(Dataset rows)
▬▬▬

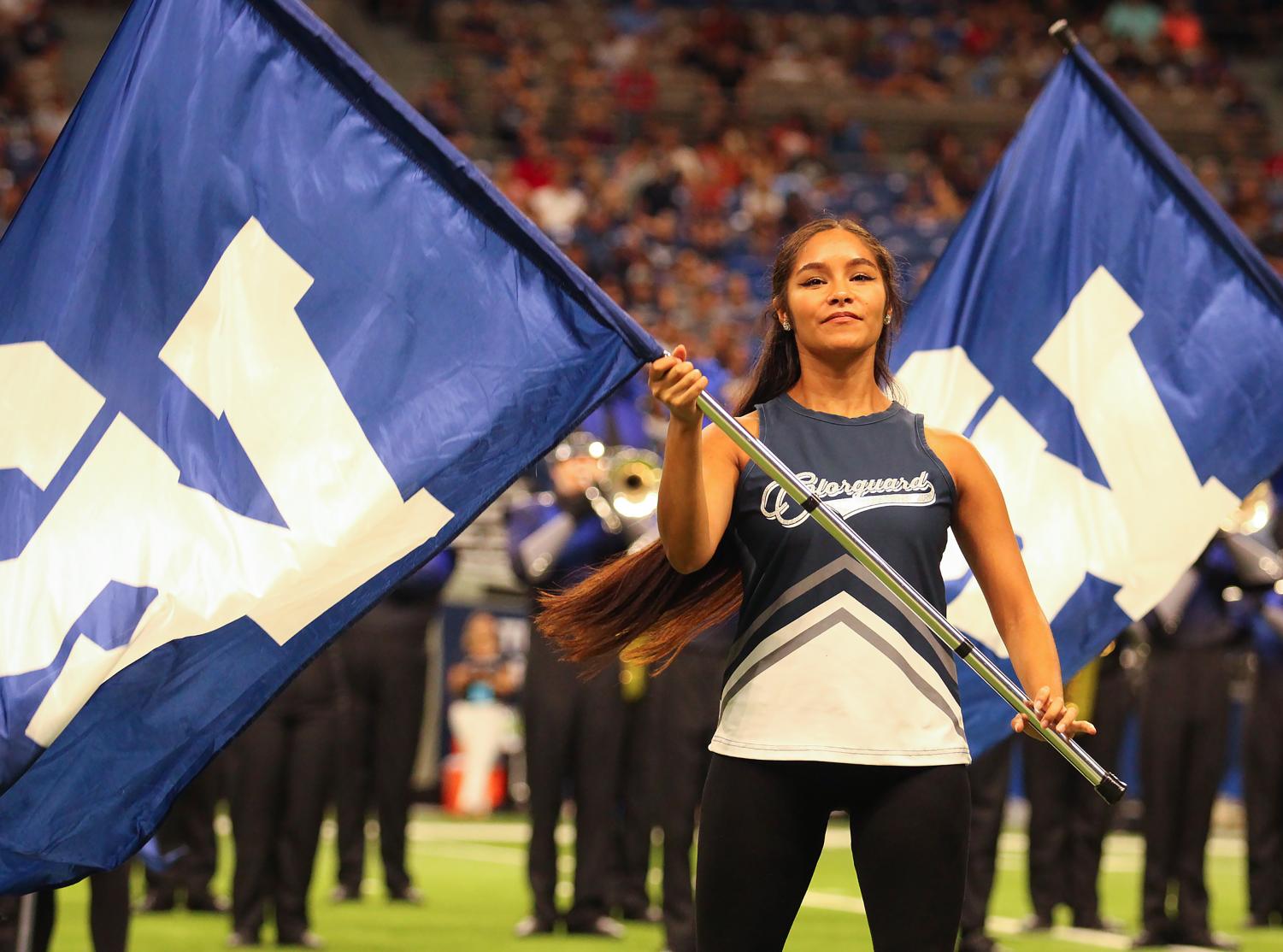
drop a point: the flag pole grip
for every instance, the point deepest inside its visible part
(1108, 785)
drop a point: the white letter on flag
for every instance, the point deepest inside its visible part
(244, 352)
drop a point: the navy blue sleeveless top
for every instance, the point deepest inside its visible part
(824, 667)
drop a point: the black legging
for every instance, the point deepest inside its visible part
(762, 826)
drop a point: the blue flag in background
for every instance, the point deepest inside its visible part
(268, 343)
(1114, 347)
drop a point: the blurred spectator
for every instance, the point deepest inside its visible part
(1134, 20)
(558, 205)
(481, 720)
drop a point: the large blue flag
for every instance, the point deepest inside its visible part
(267, 343)
(1114, 347)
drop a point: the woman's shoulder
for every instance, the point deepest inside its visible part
(716, 440)
(956, 452)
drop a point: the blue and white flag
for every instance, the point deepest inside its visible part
(267, 342)
(1113, 344)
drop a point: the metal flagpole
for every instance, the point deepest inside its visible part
(26, 923)
(924, 616)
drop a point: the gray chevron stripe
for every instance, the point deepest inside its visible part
(822, 575)
(875, 639)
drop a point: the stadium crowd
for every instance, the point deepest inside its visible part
(666, 149)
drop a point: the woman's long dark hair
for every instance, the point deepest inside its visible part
(638, 604)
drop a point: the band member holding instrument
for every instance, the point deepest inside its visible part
(833, 699)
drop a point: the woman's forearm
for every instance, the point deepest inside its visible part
(683, 509)
(1034, 657)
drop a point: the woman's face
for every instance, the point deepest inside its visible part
(835, 294)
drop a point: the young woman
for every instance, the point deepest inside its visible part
(832, 698)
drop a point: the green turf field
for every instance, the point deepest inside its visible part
(473, 875)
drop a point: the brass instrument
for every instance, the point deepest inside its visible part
(629, 491)
(1257, 562)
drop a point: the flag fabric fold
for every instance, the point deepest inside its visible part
(269, 342)
(1114, 347)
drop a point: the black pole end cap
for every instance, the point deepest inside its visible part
(1111, 790)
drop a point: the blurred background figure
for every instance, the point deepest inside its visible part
(1185, 737)
(1262, 769)
(990, 775)
(282, 767)
(383, 663)
(481, 719)
(108, 914)
(187, 836)
(574, 724)
(1068, 820)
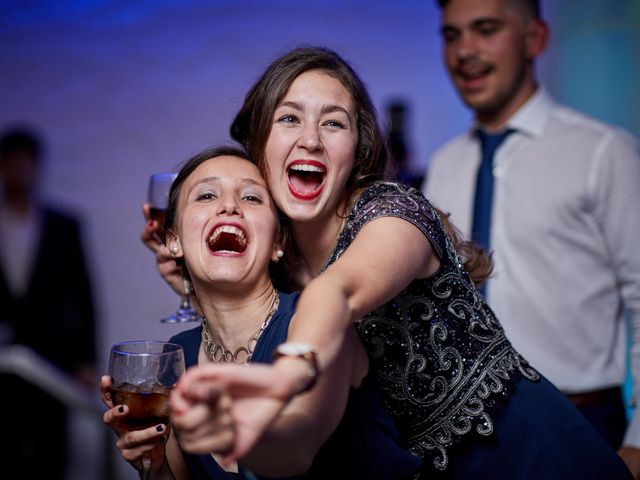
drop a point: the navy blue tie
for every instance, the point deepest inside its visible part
(484, 187)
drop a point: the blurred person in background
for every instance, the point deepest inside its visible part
(47, 305)
(561, 196)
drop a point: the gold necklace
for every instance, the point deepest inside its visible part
(217, 352)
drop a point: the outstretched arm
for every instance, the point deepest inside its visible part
(207, 421)
(386, 255)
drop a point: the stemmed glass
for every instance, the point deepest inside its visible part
(158, 199)
(142, 375)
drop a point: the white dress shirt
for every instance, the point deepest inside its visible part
(19, 237)
(565, 232)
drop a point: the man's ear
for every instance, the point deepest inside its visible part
(537, 38)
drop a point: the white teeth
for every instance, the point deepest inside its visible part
(307, 168)
(228, 229)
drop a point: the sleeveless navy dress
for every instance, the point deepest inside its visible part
(465, 400)
(366, 443)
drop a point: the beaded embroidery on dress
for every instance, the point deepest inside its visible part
(441, 356)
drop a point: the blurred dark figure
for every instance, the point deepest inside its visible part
(398, 145)
(46, 304)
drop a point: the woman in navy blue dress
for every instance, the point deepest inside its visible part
(222, 227)
(376, 254)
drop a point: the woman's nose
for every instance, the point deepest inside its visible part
(229, 205)
(310, 138)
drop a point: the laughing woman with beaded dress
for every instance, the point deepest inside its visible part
(376, 254)
(222, 227)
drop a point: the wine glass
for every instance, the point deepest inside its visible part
(158, 199)
(142, 375)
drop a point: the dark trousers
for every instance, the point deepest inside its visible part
(606, 411)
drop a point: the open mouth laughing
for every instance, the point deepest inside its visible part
(227, 239)
(306, 178)
(472, 74)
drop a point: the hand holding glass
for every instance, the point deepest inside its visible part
(142, 375)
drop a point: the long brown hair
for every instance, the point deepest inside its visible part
(252, 124)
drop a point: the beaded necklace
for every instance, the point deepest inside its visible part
(217, 352)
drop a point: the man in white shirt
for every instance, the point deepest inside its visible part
(47, 304)
(564, 215)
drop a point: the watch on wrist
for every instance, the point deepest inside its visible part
(307, 353)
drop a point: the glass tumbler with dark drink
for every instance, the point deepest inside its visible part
(158, 199)
(142, 375)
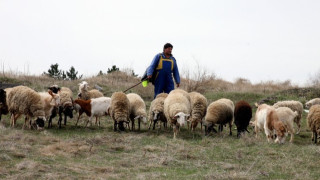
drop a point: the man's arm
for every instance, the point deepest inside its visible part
(176, 75)
(153, 65)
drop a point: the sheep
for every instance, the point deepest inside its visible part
(314, 122)
(294, 106)
(137, 110)
(49, 100)
(266, 117)
(66, 105)
(199, 106)
(3, 103)
(287, 116)
(312, 102)
(23, 100)
(177, 109)
(119, 110)
(219, 112)
(156, 111)
(85, 94)
(242, 116)
(94, 107)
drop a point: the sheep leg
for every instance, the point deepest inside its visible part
(115, 126)
(230, 126)
(150, 124)
(299, 126)
(80, 113)
(139, 121)
(132, 125)
(291, 138)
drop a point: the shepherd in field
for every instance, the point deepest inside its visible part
(162, 67)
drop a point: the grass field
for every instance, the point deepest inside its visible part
(99, 153)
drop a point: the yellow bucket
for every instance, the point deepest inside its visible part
(145, 83)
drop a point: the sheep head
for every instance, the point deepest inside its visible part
(181, 118)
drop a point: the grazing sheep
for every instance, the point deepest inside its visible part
(23, 100)
(119, 110)
(199, 106)
(156, 110)
(66, 105)
(287, 116)
(49, 100)
(95, 107)
(294, 106)
(137, 110)
(266, 118)
(314, 121)
(85, 94)
(242, 116)
(3, 103)
(177, 109)
(219, 112)
(312, 102)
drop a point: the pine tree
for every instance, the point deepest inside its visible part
(72, 74)
(54, 71)
(113, 69)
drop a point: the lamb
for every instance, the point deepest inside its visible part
(23, 100)
(177, 109)
(156, 110)
(287, 116)
(242, 116)
(3, 103)
(199, 106)
(219, 112)
(85, 94)
(137, 110)
(294, 106)
(94, 107)
(66, 105)
(119, 110)
(266, 117)
(312, 102)
(49, 100)
(314, 122)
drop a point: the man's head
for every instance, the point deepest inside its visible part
(167, 49)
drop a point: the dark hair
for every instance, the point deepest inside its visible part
(167, 45)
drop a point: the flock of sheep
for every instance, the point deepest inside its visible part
(177, 108)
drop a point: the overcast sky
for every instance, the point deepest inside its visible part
(254, 39)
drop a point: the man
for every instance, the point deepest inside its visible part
(165, 65)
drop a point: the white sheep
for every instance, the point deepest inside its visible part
(49, 100)
(23, 100)
(199, 106)
(137, 110)
(287, 116)
(312, 102)
(177, 109)
(267, 118)
(119, 110)
(95, 107)
(314, 121)
(219, 112)
(294, 106)
(156, 110)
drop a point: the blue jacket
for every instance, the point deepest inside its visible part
(155, 65)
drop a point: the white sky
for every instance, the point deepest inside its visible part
(255, 39)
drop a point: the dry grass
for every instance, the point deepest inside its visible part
(99, 153)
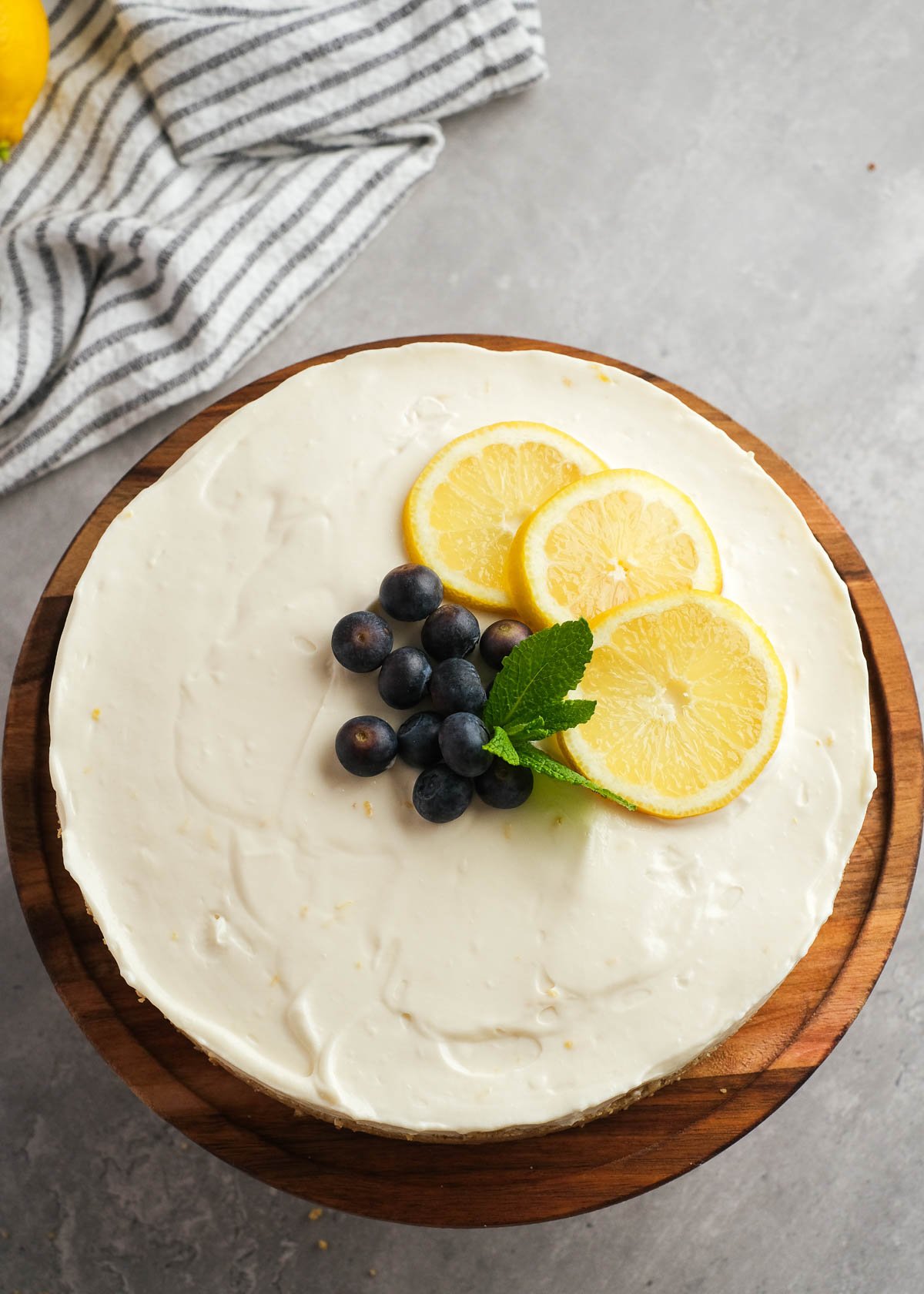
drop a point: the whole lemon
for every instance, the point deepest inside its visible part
(24, 64)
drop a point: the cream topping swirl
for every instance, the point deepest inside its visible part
(306, 927)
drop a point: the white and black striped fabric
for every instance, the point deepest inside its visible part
(194, 171)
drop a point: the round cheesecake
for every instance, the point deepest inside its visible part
(506, 974)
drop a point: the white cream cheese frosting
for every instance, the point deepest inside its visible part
(307, 928)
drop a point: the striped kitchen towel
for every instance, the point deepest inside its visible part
(194, 171)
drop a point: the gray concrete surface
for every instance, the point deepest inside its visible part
(691, 192)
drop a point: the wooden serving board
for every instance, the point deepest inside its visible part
(492, 1183)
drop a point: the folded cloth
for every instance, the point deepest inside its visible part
(196, 171)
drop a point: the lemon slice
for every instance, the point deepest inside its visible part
(608, 540)
(471, 498)
(690, 700)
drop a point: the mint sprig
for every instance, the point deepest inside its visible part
(530, 703)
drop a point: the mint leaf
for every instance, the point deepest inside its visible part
(555, 719)
(537, 675)
(502, 747)
(532, 757)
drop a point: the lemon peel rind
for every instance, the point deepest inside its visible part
(534, 534)
(414, 523)
(583, 757)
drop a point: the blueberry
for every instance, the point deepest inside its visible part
(505, 786)
(404, 677)
(461, 739)
(500, 639)
(441, 795)
(418, 739)
(450, 632)
(367, 746)
(454, 686)
(410, 592)
(361, 641)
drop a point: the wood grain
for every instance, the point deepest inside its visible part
(494, 1183)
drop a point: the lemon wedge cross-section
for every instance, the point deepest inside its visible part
(474, 494)
(606, 540)
(690, 702)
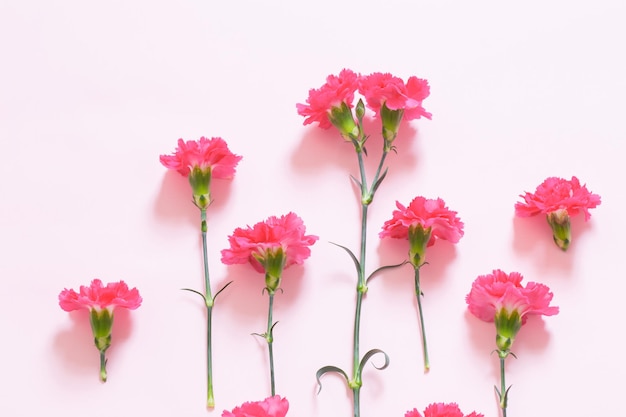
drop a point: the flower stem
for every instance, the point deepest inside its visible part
(103, 365)
(503, 390)
(208, 299)
(418, 294)
(269, 337)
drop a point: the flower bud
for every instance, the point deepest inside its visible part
(418, 240)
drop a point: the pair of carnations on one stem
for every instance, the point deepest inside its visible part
(425, 221)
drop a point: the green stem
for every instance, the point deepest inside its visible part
(208, 299)
(269, 337)
(503, 390)
(418, 294)
(103, 365)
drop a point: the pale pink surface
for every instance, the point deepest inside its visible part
(384, 88)
(337, 89)
(492, 292)
(430, 213)
(287, 231)
(558, 194)
(270, 407)
(442, 410)
(97, 296)
(203, 153)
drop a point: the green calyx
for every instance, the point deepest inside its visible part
(342, 118)
(273, 261)
(200, 181)
(391, 123)
(418, 240)
(507, 326)
(559, 221)
(101, 325)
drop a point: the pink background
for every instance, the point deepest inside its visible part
(91, 93)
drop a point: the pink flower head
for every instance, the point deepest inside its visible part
(442, 410)
(203, 154)
(270, 246)
(99, 297)
(101, 302)
(558, 199)
(385, 89)
(423, 222)
(338, 90)
(270, 407)
(201, 161)
(558, 194)
(500, 297)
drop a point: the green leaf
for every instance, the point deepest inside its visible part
(354, 259)
(326, 369)
(379, 181)
(367, 357)
(221, 289)
(383, 268)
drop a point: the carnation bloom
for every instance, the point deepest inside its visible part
(393, 101)
(442, 410)
(501, 298)
(270, 407)
(423, 222)
(200, 161)
(270, 246)
(101, 302)
(336, 94)
(558, 199)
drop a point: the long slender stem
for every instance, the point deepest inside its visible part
(103, 365)
(503, 390)
(418, 294)
(208, 299)
(269, 337)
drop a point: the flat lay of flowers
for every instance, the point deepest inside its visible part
(273, 209)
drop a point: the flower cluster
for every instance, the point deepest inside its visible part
(558, 199)
(388, 96)
(101, 302)
(442, 410)
(423, 222)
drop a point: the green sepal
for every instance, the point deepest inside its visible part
(382, 268)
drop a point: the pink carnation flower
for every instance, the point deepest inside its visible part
(442, 410)
(270, 407)
(499, 297)
(99, 297)
(429, 214)
(496, 291)
(101, 302)
(385, 89)
(203, 154)
(558, 199)
(558, 194)
(281, 238)
(337, 90)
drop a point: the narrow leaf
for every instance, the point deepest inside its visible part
(326, 369)
(367, 357)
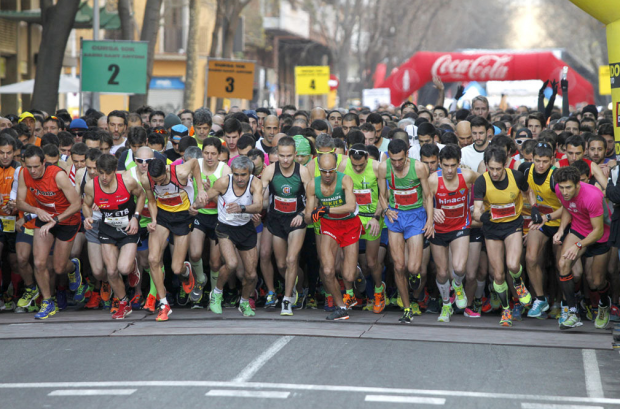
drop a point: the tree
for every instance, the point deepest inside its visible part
(57, 20)
(150, 27)
(191, 68)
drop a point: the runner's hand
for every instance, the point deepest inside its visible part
(373, 227)
(133, 226)
(439, 216)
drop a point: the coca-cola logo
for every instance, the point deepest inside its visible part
(483, 68)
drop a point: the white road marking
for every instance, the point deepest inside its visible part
(405, 399)
(248, 394)
(526, 405)
(307, 387)
(91, 392)
(253, 367)
(594, 386)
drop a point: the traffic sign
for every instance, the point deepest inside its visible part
(230, 79)
(312, 80)
(114, 66)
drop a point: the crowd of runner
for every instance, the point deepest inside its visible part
(427, 210)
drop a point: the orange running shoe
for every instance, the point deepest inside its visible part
(106, 291)
(379, 301)
(93, 301)
(149, 305)
(349, 300)
(164, 312)
(188, 285)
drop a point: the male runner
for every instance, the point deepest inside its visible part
(405, 216)
(589, 230)
(239, 195)
(114, 193)
(57, 223)
(450, 188)
(286, 181)
(498, 205)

▬▬▬

CHALLENGE = Reproduce, line for line, the stretch of the material above from the line containing "drop a point: the gray concrete surface" through the line containing "(494, 1183)".

FULL ANSWER =
drop a point: the gray concrete surface
for every instance, the point deepest inside its visible part
(691, 192)
drop a point: the wooden serving board
for every instance, the point deepest inside its visible part
(492, 1183)
drop a point: the folded cloth
for every instance, the point deepest inside its visible part
(196, 171)
drop a point: the lemon slice
for every instance, the point deepest inside its visible part
(608, 540)
(471, 498)
(690, 700)
drop a point: the mint sprig
for every instance, the point deepest inside its visible part
(530, 703)
drop a point: the mint leaf
for every instance, the point deepest inside its visible part
(555, 719)
(537, 675)
(502, 747)
(532, 757)
drop a point: the lemon peel rind
for every instance, the point deepest inside its visible part
(534, 534)
(414, 523)
(583, 757)
drop a point: the blueberry
for every instance, the point deepest inside its visible part
(505, 786)
(404, 677)
(461, 739)
(500, 639)
(441, 795)
(418, 739)
(450, 632)
(367, 746)
(454, 686)
(410, 592)
(361, 641)
drop a point: the wood grain
for every instance, the point deepest inside its visible part
(494, 1183)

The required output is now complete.